- **PAGE TEXT**

>>

# Simple Linear Models

This post focuses on how to write a simple linear model.

Quick note about statistics

Today we are going to talk about how to code a simple linear model. Now that we are getting into some basic statistics, I want to make a point that this blog is focused on coding, not statistical theory. I am not going to spend much time discussing when or why to use different statistical tests, but will instead refer you to some of my favorite texts on the subject. Please, please, please, make sure that you understand your data and that it meets all the required assumptions of the different tests that we will run today and into the future.

Linear Models

Today, we are going to use Piper’s mussel and barnacle data again and build off our code from week three (click here for a reminder). You will recall that we calculated various summary statistics for her tide height data (means, minimum, and maximum values) across her different sites and regions. Today, we are going to see if there is any relationship between those values and latitude.

The basic anatomy of a linear model is very simple:

mod <- lm(y~x)

<<

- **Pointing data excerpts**

>>

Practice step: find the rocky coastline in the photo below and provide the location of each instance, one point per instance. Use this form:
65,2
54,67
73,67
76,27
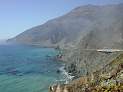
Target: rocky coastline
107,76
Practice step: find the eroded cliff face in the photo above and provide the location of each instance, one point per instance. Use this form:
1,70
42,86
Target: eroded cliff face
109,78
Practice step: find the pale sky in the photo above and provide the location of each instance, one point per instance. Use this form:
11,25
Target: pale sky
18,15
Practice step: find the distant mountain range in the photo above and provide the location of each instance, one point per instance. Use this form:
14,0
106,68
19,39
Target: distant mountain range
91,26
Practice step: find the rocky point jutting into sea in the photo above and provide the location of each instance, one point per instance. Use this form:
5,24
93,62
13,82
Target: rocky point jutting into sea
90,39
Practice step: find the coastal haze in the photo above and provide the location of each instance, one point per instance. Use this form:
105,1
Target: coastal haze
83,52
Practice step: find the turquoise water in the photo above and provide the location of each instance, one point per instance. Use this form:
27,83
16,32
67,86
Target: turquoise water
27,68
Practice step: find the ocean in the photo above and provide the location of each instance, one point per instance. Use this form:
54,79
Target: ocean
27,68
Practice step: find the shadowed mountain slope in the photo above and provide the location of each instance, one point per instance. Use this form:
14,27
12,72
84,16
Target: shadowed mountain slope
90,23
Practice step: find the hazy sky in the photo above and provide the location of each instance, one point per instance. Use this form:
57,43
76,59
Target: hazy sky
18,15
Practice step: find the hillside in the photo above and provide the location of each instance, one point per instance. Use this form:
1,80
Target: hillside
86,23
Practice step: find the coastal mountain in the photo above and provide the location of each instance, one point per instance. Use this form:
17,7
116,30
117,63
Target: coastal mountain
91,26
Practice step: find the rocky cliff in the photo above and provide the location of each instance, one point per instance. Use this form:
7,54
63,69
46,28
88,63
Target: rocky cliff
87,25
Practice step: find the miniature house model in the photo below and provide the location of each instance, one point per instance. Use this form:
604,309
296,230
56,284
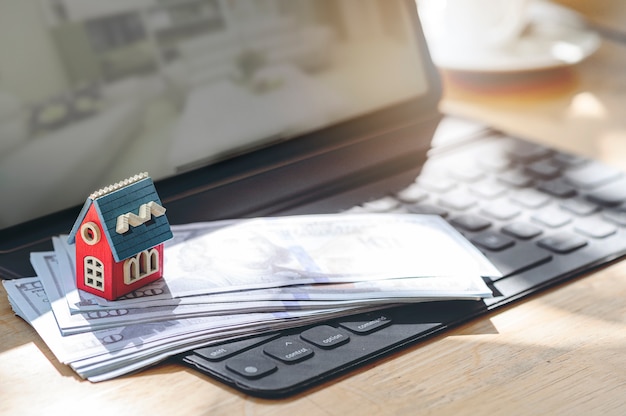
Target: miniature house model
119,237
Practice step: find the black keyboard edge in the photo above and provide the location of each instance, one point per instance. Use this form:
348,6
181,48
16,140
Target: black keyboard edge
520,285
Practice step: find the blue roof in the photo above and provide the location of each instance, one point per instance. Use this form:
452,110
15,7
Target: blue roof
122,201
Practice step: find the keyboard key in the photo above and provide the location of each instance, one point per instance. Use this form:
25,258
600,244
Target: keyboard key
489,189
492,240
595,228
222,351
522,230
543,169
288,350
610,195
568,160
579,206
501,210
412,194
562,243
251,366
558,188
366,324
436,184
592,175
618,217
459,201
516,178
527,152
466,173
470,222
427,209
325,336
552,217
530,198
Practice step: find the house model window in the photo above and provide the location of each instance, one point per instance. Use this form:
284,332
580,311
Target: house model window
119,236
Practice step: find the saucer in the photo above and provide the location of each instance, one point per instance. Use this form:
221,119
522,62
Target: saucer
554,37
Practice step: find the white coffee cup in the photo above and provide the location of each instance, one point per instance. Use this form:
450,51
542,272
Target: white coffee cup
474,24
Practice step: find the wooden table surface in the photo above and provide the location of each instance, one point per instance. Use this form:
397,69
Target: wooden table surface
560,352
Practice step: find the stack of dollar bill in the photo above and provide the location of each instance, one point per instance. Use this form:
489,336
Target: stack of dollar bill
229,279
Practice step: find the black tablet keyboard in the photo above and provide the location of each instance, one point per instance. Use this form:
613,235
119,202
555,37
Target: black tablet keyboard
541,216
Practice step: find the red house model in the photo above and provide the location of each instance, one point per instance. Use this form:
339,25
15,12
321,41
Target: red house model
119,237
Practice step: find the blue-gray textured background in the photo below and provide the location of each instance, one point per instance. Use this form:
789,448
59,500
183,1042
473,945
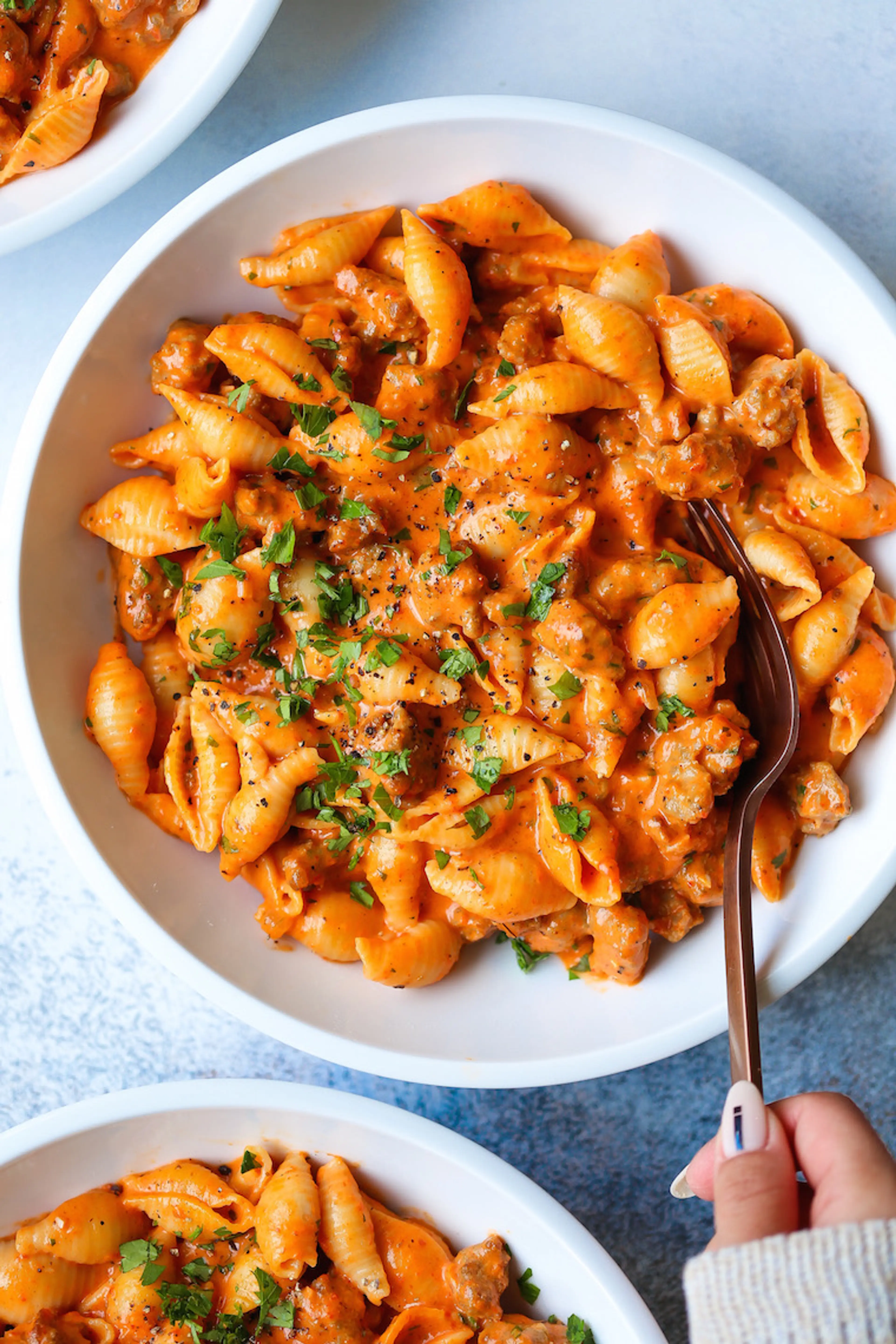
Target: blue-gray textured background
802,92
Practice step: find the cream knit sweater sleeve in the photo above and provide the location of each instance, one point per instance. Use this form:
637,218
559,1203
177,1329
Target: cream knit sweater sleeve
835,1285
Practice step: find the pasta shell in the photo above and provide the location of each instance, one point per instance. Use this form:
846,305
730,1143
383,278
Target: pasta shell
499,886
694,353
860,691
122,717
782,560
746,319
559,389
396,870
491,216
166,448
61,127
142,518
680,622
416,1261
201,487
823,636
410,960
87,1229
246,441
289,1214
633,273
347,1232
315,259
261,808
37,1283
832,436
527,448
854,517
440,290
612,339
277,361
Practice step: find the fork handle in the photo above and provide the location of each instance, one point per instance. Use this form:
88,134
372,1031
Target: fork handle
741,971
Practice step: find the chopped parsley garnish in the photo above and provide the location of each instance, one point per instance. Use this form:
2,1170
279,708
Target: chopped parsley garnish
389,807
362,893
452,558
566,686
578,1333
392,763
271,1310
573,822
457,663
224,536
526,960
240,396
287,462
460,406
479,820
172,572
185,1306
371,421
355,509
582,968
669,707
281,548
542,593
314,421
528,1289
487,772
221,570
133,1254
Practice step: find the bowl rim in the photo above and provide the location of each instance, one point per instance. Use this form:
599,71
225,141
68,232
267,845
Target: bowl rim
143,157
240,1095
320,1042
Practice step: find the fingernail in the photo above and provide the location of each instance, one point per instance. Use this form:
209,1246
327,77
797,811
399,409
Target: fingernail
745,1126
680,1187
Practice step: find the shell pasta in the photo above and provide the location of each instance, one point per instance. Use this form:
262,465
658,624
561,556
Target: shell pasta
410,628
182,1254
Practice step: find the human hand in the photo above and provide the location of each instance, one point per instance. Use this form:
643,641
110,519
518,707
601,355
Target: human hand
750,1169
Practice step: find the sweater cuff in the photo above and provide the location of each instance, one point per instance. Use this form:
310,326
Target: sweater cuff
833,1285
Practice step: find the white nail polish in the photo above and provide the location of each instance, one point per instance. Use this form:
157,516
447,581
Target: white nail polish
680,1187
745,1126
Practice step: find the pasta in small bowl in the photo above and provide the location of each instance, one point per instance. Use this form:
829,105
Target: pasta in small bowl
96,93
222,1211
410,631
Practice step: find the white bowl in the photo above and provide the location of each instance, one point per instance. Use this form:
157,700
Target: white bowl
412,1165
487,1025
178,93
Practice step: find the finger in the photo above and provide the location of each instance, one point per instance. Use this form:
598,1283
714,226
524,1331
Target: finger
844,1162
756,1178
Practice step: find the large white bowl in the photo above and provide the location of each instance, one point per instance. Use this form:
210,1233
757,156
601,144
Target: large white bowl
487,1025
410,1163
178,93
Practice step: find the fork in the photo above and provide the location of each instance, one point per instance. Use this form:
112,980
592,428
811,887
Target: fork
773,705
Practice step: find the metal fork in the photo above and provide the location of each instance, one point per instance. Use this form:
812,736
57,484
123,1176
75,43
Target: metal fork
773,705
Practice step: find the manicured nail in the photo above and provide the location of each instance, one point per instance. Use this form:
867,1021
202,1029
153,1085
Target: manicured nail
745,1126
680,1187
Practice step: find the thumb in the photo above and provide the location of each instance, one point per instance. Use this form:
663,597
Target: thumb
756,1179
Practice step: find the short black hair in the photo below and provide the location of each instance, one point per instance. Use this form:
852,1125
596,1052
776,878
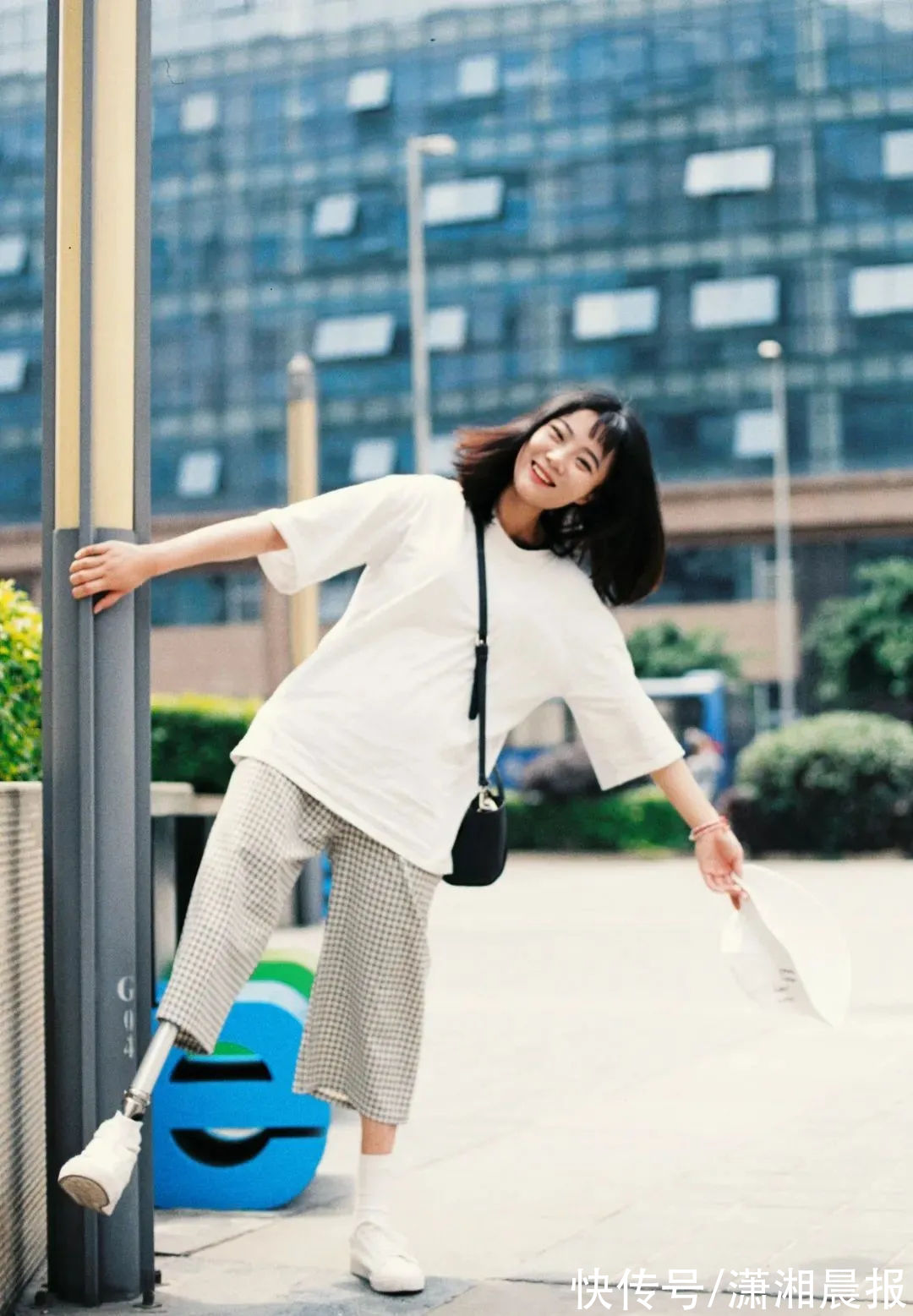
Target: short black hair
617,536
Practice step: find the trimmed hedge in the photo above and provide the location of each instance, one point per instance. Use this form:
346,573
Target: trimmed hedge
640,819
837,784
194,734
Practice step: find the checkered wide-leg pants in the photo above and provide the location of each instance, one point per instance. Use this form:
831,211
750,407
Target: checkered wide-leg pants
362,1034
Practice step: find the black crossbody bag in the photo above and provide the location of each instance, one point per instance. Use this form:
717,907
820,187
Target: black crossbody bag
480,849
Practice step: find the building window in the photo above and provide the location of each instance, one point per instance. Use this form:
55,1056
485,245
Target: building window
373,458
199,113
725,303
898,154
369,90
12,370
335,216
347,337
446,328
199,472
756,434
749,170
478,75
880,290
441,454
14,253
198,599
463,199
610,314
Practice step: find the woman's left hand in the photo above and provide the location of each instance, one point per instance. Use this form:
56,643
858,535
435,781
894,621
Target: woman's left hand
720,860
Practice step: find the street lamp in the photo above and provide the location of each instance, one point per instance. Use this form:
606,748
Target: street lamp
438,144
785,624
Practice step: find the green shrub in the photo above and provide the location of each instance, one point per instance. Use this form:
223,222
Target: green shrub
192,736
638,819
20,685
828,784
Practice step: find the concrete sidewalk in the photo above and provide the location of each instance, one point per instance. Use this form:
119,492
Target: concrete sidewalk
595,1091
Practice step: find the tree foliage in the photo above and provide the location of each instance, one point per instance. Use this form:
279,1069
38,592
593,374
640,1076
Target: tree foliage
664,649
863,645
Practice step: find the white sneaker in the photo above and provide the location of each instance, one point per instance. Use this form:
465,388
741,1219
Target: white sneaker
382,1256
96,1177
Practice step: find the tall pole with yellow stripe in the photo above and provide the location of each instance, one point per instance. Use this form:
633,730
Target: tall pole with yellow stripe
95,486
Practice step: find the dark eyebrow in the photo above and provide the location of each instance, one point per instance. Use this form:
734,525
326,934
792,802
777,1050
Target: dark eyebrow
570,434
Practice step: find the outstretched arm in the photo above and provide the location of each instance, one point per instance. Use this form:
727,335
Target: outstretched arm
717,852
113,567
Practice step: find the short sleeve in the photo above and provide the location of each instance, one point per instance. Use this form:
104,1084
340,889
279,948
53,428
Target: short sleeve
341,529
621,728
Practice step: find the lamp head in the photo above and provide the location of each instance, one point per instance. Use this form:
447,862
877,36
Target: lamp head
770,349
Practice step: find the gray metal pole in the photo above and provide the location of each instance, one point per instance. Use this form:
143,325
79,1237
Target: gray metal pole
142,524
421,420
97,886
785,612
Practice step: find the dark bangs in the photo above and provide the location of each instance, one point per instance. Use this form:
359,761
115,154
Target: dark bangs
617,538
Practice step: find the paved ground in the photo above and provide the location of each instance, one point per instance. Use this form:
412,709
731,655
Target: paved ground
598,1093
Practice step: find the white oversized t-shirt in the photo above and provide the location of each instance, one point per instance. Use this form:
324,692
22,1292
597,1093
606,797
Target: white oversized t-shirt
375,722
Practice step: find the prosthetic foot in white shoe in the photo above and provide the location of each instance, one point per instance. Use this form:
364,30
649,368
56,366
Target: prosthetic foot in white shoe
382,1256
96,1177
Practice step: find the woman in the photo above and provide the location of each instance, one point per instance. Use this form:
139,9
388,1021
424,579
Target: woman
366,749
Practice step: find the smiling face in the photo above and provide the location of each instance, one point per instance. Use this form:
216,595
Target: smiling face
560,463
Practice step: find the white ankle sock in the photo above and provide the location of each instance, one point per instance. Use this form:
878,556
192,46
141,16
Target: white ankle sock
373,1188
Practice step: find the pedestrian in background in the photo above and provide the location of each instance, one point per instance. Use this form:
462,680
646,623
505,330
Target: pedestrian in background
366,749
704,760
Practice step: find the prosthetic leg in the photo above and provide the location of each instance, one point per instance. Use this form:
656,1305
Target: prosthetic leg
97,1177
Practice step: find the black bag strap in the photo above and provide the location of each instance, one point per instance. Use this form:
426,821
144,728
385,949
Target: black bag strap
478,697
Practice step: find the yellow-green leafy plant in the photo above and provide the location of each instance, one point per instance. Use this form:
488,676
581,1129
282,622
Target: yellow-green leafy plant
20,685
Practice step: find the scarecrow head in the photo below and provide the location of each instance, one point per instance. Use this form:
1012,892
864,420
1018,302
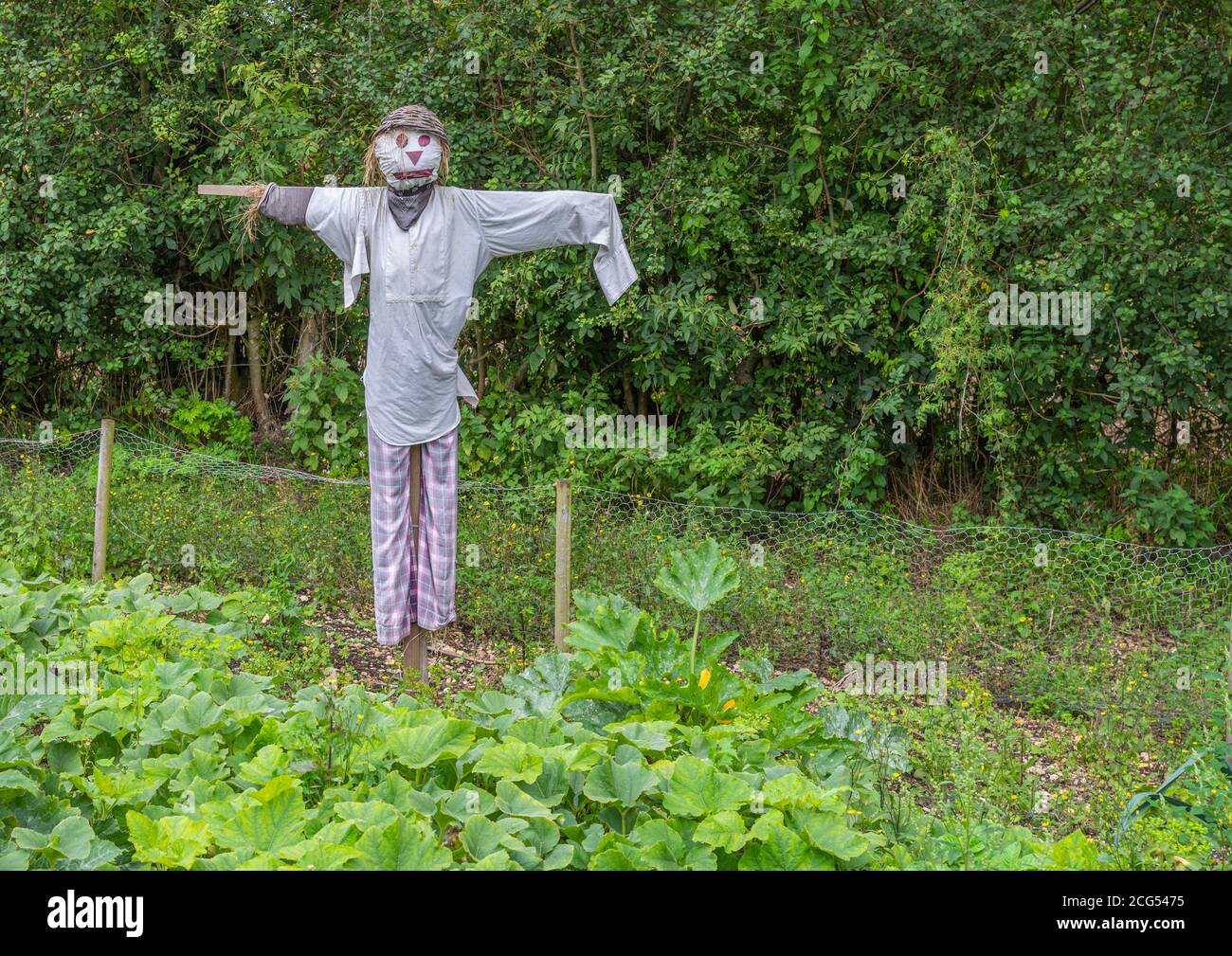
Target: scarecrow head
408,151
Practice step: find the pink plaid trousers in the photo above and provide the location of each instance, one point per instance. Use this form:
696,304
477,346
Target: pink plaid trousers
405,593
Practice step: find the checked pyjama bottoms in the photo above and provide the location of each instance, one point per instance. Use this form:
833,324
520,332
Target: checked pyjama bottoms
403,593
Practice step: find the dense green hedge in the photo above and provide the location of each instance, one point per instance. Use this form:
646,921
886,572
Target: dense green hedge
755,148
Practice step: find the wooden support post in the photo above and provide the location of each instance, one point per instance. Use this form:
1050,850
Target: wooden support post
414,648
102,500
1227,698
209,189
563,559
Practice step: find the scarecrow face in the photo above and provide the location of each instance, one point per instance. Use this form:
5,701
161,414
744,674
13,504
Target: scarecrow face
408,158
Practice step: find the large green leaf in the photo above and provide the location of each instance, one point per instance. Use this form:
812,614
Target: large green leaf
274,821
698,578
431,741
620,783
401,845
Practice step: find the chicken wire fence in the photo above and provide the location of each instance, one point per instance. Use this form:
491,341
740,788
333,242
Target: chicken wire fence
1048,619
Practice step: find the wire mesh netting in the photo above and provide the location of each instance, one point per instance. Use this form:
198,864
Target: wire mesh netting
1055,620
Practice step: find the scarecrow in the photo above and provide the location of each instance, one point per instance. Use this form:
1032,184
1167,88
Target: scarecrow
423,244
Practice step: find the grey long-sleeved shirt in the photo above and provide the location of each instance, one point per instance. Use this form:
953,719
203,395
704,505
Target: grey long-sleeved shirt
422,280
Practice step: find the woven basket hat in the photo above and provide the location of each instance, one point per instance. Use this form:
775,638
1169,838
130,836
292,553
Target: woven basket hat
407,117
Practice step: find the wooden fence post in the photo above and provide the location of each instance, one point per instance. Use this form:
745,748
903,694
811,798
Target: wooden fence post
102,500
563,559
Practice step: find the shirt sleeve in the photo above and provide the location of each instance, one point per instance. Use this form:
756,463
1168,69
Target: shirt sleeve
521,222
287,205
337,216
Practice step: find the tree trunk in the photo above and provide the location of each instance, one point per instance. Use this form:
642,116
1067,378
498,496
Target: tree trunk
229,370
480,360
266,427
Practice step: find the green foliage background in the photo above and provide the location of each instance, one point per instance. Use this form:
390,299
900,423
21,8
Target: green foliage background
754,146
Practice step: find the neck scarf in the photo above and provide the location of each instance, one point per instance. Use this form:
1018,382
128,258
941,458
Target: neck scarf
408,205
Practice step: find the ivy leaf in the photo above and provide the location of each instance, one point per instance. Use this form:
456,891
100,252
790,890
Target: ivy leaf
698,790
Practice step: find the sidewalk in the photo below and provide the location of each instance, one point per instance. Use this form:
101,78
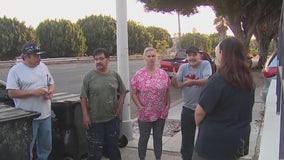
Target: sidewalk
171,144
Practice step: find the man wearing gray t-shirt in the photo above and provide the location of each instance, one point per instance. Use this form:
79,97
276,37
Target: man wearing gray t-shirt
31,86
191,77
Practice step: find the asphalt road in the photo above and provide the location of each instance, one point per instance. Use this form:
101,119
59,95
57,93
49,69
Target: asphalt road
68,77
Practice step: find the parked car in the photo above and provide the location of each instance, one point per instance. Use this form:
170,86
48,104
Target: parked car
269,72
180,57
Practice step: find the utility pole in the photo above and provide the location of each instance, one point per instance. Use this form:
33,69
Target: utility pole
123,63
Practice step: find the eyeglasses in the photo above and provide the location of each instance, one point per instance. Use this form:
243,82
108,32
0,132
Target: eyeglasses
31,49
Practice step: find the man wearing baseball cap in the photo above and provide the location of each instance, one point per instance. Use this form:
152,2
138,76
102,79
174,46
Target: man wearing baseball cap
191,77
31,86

<<

- **WORK TO COMPLETE**
Can you copy, word for word, the part of the linear models post that opens with "Quick note about" and closes with "into the future."? These records have no connection to the linear models post.

- **RESULT**
Quick note about statistics

Today we are going to talk about how to code a simple linear model. Now that we are getting into some basic statistics, I want to make a point that this blog is focused on coding, not statistical theory. I am not going to spend much time discussing when or why to use different statistical tests, but will instead refer you to some of my favorite texts on the subject. Please, please, please, make sure that you understand your data and that it meets all the required assumptions of the different tests that we will run today and into the future.